### Supplied records
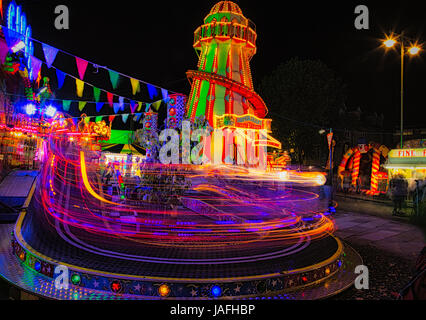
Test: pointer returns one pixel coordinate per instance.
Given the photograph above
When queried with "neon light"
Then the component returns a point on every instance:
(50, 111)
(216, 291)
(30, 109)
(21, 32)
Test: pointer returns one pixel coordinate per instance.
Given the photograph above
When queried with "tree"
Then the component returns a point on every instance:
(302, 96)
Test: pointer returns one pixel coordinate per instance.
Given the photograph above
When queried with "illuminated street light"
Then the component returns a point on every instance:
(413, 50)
######
### Supplied records
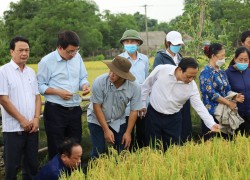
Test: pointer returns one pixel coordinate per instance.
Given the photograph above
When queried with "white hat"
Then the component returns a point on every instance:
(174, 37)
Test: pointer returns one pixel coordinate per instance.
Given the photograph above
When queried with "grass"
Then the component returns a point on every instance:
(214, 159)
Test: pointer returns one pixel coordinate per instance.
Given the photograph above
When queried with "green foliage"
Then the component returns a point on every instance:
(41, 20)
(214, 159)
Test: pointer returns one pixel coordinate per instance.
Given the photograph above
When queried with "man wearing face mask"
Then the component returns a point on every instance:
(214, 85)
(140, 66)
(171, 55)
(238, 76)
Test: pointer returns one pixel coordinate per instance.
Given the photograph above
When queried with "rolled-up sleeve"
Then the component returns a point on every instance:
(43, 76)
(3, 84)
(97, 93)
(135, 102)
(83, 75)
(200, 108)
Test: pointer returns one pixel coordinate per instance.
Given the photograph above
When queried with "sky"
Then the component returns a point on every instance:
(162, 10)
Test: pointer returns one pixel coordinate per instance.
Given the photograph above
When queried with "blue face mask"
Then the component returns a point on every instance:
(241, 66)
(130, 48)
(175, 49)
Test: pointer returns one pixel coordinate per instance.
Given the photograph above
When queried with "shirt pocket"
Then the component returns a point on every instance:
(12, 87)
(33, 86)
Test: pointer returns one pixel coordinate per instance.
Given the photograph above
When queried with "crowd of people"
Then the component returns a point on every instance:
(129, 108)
######
# The exercise
Identify each line in the items above that contains the word "light", and copy those lines.

# Final result
When queried with "neon light"
When queried with "illuminated street light"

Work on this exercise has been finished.